▶ REQUIRED WORK:
(1) In the article on Google's Ironwood TPU, how much high bandwidth memory does each chip carry?
(2) Continue the article on Google's Ironwood TPU from its last sentence.

▶ EXTRACT PROVIDED:

*****

- Google’s Ironwood TPU is purpose-built for AI inference.
- Designed to support high-demand applications like LLMs and MoE models.
Google has introduced Ironwood, its seventh-generation Tensor Processing Unit (TPU) at Google Cloud Next 2025. The processor unit is specifically designed to support large-scale inference workloads.
The chip marks a shift in focus from training to inference, reflecting broader changes in how AI models are used in production environments. TPUs have been a core part of Google’s infrastructure for several years, powering internal services and customer applications. Ironwood continues with enhancements for the next wave of AI applications – including large language models (LLMs), Mixture of Experts (MoEs), and other compute-intensive tools that require real-time responsiveness and scalability.
Inference takes centre stage
Ironwood is designed to support what Google calls the “age of inference,” in which AI systems interpret and generate insights actively, rather than just responding to inputs. The shift is reshaping how AI models are deployed, particularly in business use, where continuous, low-latency performance is important.
Ironwood represents a number of architectural upgrades: Each chip provides 4,614 teraflops at peak performance, supported by 192GB of high bandwidth memory and up to 7.2 terabytes per second of memory bandwidth – significantly more than in previous TPUs.
The expanded memory and throughput are to support models requiring rapid access to large datasets, like those used in search, recommendation systems, and scientific computing.
Ironwood also features an improved version of SparseCore, a component aimed at accelerating ultra-large embedding models that are often used in ranking and personalisation tasks.
Scale and connectivity
Ironwood’s scalability means it can be deployed in configurations from 256 to 9,216 chips in a single pod. At full scale, a pod delivers 42.5 exaflops of compute, making it more than 24 times more powerful than the El Capitan supercomputer, which tops out at 1.7 exaflops.

*****

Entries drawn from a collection

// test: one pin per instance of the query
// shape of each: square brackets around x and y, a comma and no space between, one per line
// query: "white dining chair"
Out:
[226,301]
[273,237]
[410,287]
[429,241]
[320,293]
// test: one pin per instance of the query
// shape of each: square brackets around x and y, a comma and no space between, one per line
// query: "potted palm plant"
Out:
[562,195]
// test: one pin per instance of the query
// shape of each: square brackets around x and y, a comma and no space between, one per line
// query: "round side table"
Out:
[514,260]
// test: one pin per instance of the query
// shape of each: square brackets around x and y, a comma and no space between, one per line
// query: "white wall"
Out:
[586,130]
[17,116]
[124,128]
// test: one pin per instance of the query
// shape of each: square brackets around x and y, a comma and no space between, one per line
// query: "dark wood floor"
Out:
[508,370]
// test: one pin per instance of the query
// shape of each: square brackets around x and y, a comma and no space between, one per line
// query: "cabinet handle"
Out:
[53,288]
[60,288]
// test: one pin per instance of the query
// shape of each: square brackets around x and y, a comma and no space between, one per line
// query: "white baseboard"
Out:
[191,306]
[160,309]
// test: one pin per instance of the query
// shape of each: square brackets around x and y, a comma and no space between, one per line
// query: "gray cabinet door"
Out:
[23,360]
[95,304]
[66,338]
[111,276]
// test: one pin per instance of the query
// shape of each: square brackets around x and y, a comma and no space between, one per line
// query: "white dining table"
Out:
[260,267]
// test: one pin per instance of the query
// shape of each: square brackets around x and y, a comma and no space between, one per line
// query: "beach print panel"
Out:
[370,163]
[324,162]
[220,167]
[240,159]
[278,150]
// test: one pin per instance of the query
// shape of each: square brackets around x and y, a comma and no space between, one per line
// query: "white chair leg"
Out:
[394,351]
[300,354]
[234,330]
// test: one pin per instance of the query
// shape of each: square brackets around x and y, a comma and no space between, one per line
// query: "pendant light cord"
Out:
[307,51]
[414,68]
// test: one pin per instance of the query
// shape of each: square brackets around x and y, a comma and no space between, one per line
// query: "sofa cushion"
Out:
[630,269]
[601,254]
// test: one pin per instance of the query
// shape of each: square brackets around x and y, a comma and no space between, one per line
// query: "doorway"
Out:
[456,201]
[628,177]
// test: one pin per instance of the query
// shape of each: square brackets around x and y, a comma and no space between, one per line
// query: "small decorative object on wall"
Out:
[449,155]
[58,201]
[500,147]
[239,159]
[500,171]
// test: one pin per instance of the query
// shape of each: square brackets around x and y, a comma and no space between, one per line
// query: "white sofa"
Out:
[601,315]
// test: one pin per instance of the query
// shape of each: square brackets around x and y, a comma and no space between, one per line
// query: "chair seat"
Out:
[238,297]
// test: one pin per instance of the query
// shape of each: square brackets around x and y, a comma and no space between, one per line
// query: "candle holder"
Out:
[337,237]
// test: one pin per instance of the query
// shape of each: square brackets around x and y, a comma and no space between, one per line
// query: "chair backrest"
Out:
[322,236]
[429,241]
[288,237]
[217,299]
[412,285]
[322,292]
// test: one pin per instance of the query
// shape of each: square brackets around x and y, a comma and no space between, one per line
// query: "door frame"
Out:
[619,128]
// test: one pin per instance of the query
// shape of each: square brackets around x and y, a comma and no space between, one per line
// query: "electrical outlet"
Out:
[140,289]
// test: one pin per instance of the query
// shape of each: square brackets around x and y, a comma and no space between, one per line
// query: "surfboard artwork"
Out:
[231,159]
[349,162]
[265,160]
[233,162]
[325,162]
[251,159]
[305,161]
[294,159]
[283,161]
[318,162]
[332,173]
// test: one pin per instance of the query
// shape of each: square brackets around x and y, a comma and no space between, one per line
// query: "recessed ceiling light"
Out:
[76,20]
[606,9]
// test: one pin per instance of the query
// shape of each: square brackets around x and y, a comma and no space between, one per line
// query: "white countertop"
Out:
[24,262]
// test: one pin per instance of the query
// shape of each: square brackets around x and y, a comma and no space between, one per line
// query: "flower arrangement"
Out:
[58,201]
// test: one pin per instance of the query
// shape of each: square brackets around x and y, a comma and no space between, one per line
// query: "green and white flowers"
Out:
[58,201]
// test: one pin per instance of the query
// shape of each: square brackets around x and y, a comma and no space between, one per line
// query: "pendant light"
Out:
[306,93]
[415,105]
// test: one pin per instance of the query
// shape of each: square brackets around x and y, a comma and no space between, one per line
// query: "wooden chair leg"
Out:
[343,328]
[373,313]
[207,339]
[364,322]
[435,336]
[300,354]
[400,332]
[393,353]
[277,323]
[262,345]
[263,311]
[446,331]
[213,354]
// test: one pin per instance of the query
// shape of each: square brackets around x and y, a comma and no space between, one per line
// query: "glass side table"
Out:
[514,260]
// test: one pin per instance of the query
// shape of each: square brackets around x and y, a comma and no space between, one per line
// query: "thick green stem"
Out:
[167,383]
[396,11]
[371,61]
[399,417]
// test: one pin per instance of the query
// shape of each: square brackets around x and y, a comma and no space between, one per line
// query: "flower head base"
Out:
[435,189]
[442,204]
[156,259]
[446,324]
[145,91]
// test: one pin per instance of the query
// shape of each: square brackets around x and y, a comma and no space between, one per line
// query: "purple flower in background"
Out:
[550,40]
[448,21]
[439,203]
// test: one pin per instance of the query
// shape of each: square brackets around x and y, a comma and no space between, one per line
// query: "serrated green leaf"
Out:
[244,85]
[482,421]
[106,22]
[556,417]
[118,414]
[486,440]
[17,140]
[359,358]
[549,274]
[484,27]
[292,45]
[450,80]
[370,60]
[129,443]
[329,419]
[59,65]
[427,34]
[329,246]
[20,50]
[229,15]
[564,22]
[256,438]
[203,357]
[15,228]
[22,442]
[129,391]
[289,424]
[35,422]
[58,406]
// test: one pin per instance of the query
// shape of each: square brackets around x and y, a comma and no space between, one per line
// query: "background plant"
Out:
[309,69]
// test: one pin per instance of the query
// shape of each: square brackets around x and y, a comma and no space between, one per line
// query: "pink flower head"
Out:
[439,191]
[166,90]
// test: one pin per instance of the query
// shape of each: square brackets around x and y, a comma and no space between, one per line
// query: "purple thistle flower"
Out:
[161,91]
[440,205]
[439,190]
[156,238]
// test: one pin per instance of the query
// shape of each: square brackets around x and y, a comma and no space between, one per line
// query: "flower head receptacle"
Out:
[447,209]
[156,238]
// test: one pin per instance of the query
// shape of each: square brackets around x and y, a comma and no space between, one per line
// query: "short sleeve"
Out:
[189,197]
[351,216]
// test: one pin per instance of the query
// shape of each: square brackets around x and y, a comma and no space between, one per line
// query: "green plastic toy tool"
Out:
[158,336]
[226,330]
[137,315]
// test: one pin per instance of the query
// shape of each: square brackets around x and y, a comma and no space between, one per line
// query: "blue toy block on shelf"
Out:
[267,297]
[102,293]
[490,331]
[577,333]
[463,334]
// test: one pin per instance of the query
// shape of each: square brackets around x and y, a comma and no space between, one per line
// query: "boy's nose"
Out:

*****

▶ ANSWERS FOR THE TASKS:
(1) 192GB

(2)
To support this level of distributed computing, Ironwood includes a new version of Google’s Inter-Chip Interconnect, which can communicate bidirectionally at 1.2 terabits per second. This helps reduce bottlenecks so data can move more efficiently across thousands of chips during training or inference. Ironwood is integrated with Pathways, Google’s distributed machine learning runtime developed by DeepMind. Pathways allows workloads to run on multiple pods, letting developers orchestrate tens or hundreds of thousands of chips for a single model or application.
Efficiency and sustainability
Power efficiency metrics show that Ironwood has twice the performance per watt as its predecessor, Trillium, able to sustain high output under sustained workloads. The TPU has a liquid-based cooling system, and according to Google, is nearly 30 times more power-efficient than the first Cloud TPU introduced in 2018. The emphasis on energy efficiency reflects growing concerns about the environmental impact of large-scale AI infrastructure, particularly as demand continues to grow.
Supporting real-world applications
Ironwood’s architecture supports “thinking models,” which are used increasingly in real-time applications like chat interfaces and autonomous systems. The TPU’s capabilities also offer the potential for use in finance, logistics, and bio-informatics workloads, which require fast, large-scale computations. Google has integrated Ironwood into its Cloud AI Hypercomputer strategy, which combines custom hardware and tools like Vertex AI.
What comes next
Google plans to make Ironwood publicly-available later this year to support workloads like Gemini 2.5 and AlphaFold, and the unit is expected to be used in research and production environments that demand large-scale distributed inference.